##### Data supplied

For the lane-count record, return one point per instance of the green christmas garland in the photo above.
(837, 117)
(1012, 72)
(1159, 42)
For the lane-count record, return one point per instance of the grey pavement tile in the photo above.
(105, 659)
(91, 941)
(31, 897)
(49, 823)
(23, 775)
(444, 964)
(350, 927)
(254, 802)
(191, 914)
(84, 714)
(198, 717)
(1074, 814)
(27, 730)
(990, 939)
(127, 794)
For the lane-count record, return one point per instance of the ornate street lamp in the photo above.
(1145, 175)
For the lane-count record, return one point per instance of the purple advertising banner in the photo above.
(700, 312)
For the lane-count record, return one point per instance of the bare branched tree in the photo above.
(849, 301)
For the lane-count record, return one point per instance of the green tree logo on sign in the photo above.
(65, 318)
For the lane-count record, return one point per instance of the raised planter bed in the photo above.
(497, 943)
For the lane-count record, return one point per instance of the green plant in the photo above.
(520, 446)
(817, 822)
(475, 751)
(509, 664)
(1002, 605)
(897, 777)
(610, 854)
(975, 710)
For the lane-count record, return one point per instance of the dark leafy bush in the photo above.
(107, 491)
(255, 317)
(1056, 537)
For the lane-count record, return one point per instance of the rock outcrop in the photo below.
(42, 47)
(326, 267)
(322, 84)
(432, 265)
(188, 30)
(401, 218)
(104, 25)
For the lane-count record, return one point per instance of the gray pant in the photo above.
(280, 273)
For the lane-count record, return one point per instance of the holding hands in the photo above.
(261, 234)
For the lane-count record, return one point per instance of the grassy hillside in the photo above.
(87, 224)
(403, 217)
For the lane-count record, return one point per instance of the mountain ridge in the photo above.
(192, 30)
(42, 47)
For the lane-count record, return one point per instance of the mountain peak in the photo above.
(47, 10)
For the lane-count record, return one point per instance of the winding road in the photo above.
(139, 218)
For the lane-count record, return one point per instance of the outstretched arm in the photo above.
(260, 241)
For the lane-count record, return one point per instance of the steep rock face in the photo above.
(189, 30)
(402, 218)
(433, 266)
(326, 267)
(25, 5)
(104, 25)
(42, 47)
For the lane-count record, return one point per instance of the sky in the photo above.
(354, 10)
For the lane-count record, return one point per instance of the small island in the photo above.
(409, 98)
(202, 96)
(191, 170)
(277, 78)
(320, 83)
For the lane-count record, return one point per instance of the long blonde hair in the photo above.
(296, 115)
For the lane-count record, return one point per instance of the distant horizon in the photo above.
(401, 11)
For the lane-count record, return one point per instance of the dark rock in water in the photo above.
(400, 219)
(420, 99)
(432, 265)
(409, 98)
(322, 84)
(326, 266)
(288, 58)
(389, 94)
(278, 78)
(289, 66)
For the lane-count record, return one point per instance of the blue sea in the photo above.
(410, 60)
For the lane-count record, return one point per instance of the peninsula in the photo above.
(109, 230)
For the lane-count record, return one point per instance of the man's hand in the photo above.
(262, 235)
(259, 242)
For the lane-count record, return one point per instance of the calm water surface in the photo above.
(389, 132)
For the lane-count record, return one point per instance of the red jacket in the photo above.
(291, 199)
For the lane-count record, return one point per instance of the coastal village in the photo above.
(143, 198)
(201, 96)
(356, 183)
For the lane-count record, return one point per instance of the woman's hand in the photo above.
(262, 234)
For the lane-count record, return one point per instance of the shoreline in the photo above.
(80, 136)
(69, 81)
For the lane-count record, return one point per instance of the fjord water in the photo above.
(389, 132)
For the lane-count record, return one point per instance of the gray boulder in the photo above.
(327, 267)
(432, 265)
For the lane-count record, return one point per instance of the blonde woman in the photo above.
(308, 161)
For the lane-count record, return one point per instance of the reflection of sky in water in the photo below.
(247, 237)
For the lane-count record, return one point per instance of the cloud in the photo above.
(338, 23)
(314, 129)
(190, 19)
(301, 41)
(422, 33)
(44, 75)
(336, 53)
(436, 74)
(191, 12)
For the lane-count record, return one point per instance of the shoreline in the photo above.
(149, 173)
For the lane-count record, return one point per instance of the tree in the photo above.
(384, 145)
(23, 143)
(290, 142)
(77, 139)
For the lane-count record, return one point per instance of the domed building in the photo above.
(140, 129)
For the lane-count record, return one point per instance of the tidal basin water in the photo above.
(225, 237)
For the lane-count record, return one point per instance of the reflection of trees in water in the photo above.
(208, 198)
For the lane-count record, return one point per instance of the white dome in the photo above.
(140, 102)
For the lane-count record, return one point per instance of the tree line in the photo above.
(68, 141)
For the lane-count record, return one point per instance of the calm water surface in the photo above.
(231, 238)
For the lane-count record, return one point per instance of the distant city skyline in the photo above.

##########

▸ **Task details**:
Quote everything from the line containing "the tree in the photo above." down to the end of the lines, copying each one exactly.

▸ **Output of the exercise**:
For the lane-count record, return one point per instance of the tree in the photo above.
(384, 145)
(23, 143)
(290, 142)
(77, 139)
For the lane-count record, return one point per instance of the domed building in the photo above.
(140, 129)
For the lane-count record, return one point per instance of the tidal basin water in the photo above.
(225, 237)
For the lane-count record, return one point per instance of the reflection of trees in water in the photo above.
(208, 198)
For the lane-count record, return one point per instance of the white dome in the photo above.
(140, 102)
For the lane-count record, return one point per instance of the tree line in the photo above.
(68, 141)
For the lane-count record, return one point per instance of the calm water surface in the photo above.
(231, 238)
For the lane-count record, return one point per instance of the distant city skyline in the photo above.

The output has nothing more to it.